40 000 morts par an à cause de la pollution de l’air

À l’origine, un constat. Selon Santé publique France, plus de 40 000 personnes meurent chaque année prématurément à cause de la pollution de l’air et notamment de l’exposition aux particules fines et au dioxyde d’azote.

Face à cette situation, les gouvernements successifs à la tête de la France dans les années 2010 ont pris des mesures pour permettre aux grandes villes de restreindre leur accès aux véhicules les plus anciens considérés comme les plus polluants. Mais depuis 2019, la loi va plus loin puisqu’elle impose ces Zones à faible émission dans les secteurs urbains où les limites de qualité de l’air sont dépassées.

Actuellement, onze métropoles ont mis en place des ZFE. Il s’agit du Grand Paris, de Lyon, d’Aix-Marseille, de Toulouse, de Nice, de Montpellier, de Strasbourg, de Grenoble, de Rouen, de Reims et de Saint-Étienne. Une liste qui sera élargie d’ici 2025, puisque conformément à la loi Climat et résilience de 2021, toutes les agglomérations de plus de 150 000 habitants devront mettre en place un tel dispositif. À terme, ce sont 13 millions de véhicules qui pourraient être concernés.

Des calendriers progressifs

Strasbourg a lancé sa ZFE en janvier 2022 face à « l’urgence à agir pour garantir une santé publique pour nos habitants », explique Pia Imbs, présidente de la métropole depuis 2020, qui rappelle que la pollution engendre 500 décès par an sur son territoire. Pour l’instant, seuls les véhicules non classés et de Crit’air 5 sont interdits. Pour les Crit’air 4, l’heure est encore à la pédagogie mais ils seront définitivement interdits au 1er janvier 2024. Viendront ensuite les Crit’air 3 en 2025.

« Mon rôle est de déployer cette politique de façon très progressive pour qu’elle soit acceptable et qu’elle prenne en compte la réalité du territoire », poursuit celle qui est aussi maire d’Holtzheim. Avant la mise en place de la ZFE, elle explique avoir « beaucoup consulté, dialogué » avec toutes les parties prenantes.

▬▬▬▬▬▬

▶ **À faire**: Reproduisez à l'identique le passage du texte sur les zones à faible émission en commençant par « À l’origine, un » et en terminant par « l’air sont dépassées. ».

▶ **Données brutes**:
▬▬▬▬▬▬

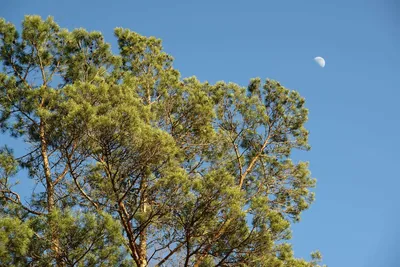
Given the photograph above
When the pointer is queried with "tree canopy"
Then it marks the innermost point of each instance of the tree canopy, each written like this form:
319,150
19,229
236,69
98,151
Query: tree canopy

▬▬▬▬▬▬

▶ **Corrigé**:
À l’origine, un constat. Selon Santé publique France, plus de 40 000 personnes meurent chaque année prématurément à cause de la pollution de l’air et notamment de l’exposition aux particules fines et au dioxyde d’azote.

Face à cette situation, les gouvernements successifs à la tête de la France dans les années 2010 ont pris des mesures pour permettre aux grandes villes de restreindre leur accès aux véhicules les plus anciens considérés comme les plus polluants. Mais depuis 2019, la loi va plus loin puisqu’elle impose ces Zones à faible émission dans les secteurs urbains où les limites de qualité de l’air sont dépassées.